* _Extracted records_

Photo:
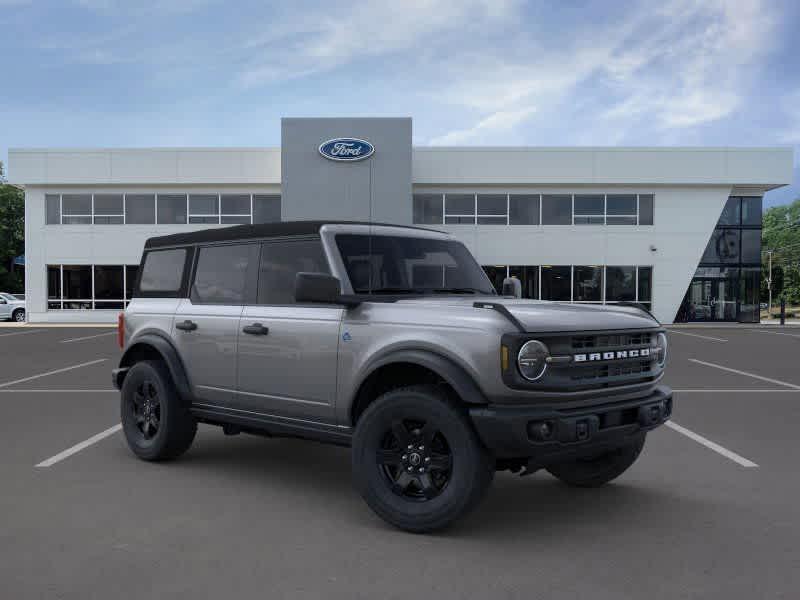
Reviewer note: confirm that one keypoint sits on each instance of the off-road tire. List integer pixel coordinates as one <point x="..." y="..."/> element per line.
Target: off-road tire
<point x="437" y="505"/>
<point x="176" y="426"/>
<point x="599" y="470"/>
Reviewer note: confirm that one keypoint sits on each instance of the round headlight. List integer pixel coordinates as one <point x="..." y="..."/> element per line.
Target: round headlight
<point x="532" y="360"/>
<point x="661" y="344"/>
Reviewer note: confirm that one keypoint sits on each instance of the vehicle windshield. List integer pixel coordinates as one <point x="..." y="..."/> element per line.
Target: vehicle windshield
<point x="385" y="264"/>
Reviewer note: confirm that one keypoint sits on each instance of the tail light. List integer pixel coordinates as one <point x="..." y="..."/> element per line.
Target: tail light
<point x="121" y="330"/>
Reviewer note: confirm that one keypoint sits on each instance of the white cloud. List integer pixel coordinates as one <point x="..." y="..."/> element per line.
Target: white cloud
<point x="494" y="123"/>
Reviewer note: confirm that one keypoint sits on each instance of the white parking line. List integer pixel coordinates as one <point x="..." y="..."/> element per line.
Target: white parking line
<point x="79" y="446"/>
<point x="730" y="455"/>
<point x="774" y="332"/>
<point x="22" y="332"/>
<point x="44" y="391"/>
<point x="56" y="371"/>
<point x="705" y="337"/>
<point x="87" y="337"/>
<point x="723" y="391"/>
<point x="745" y="373"/>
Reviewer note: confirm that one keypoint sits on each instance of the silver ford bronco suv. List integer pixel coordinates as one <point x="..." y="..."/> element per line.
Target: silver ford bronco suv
<point x="391" y="340"/>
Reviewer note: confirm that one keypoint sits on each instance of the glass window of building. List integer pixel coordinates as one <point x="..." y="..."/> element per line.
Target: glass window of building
<point x="646" y="209"/>
<point x="751" y="211"/>
<point x="528" y="277"/>
<point x="523" y="209"/>
<point x="731" y="212"/>
<point x="645" y="285"/>
<point x="557" y="283"/>
<point x="557" y="209"/>
<point x="53" y="209"/>
<point x="53" y="287"/>
<point x="140" y="209"/>
<point x="587" y="284"/>
<point x="77" y="286"/>
<point x="621" y="209"/>
<point x="496" y="274"/>
<point x="109" y="209"/>
<point x="492" y="209"/>
<point x="620" y="284"/>
<point x="723" y="247"/>
<point x="172" y="208"/>
<point x="204" y="208"/>
<point x="266" y="208"/>
<point x="428" y="209"/>
<point x="751" y="246"/>
<point x="589" y="209"/>
<point x="459" y="209"/>
<point x="220" y="274"/>
<point x="749" y="294"/>
<point x="235" y="209"/>
<point x="76" y="209"/>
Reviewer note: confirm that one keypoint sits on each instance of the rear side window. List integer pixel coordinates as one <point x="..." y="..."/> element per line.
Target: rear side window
<point x="280" y="264"/>
<point x="221" y="274"/>
<point x="163" y="271"/>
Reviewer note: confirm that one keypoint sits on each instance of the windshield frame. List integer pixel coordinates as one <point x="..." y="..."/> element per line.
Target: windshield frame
<point x="480" y="285"/>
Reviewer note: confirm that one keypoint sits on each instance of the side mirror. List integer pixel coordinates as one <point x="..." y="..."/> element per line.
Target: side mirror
<point x="512" y="287"/>
<point x="317" y="287"/>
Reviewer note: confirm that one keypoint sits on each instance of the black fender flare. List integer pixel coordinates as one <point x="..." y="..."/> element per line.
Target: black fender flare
<point x="163" y="346"/>
<point x="452" y="373"/>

* _Aim of the task_
The range runs from the line above containing "Target: vehicle windshield" to the line containing "of the rear", inclusive. Restate those lines word for word and no others.

* _Result for this exercise_
Target: vehicle windshield
<point x="385" y="264"/>
Reviewer note: confirm that one keypoint sits on each instance of the tail light. List integer pixel coordinates as one <point x="..." y="..."/> element per line.
Target: tail light
<point x="121" y="330"/>
Reviewer note: confirm that one keypoint sits on each instance of the white cloud. List integer pixel coordinates as one <point x="..." y="..."/> element per line.
Target: white cloud
<point x="494" y="123"/>
Reviewer note: confirm that one keypoint sits on each instance of the white parking line. List integer pixel coordinates as one <point x="..." y="..."/> element per line.
Target: white parking line
<point x="79" y="446"/>
<point x="730" y="455"/>
<point x="774" y="332"/>
<point x="22" y="332"/>
<point x="44" y="391"/>
<point x="56" y="371"/>
<point x="705" y="337"/>
<point x="87" y="337"/>
<point x="723" y="391"/>
<point x="745" y="373"/>
Reviewer note: confirm that one keypoint sits on each instance of the silver ford bronco suv. List integer pixel coordinates as one <point x="..." y="..."/> element per line.
Target: silver ford bronco suv
<point x="391" y="340"/>
Reviewer note: confirm that one keypoint sits on each instance of the glass window of building. List integer pixel coordinates as one <point x="..." y="..."/> element per line.
Target: glass window of building
<point x="646" y="209"/>
<point x="751" y="211"/>
<point x="528" y="277"/>
<point x="523" y="209"/>
<point x="731" y="212"/>
<point x="645" y="285"/>
<point x="557" y="283"/>
<point x="557" y="209"/>
<point x="53" y="209"/>
<point x="53" y="287"/>
<point x="140" y="209"/>
<point x="587" y="284"/>
<point x="77" y="286"/>
<point x="621" y="209"/>
<point x="496" y="274"/>
<point x="109" y="209"/>
<point x="492" y="209"/>
<point x="620" y="284"/>
<point x="723" y="247"/>
<point x="172" y="208"/>
<point x="204" y="208"/>
<point x="266" y="208"/>
<point x="428" y="209"/>
<point x="751" y="246"/>
<point x="589" y="209"/>
<point x="459" y="209"/>
<point x="220" y="274"/>
<point x="749" y="294"/>
<point x="235" y="209"/>
<point x="76" y="209"/>
Reviewer note: confirm that one keypoint sits on each instance of the rear side window. List integer pixel coordinates as one <point x="..." y="..."/> element per line.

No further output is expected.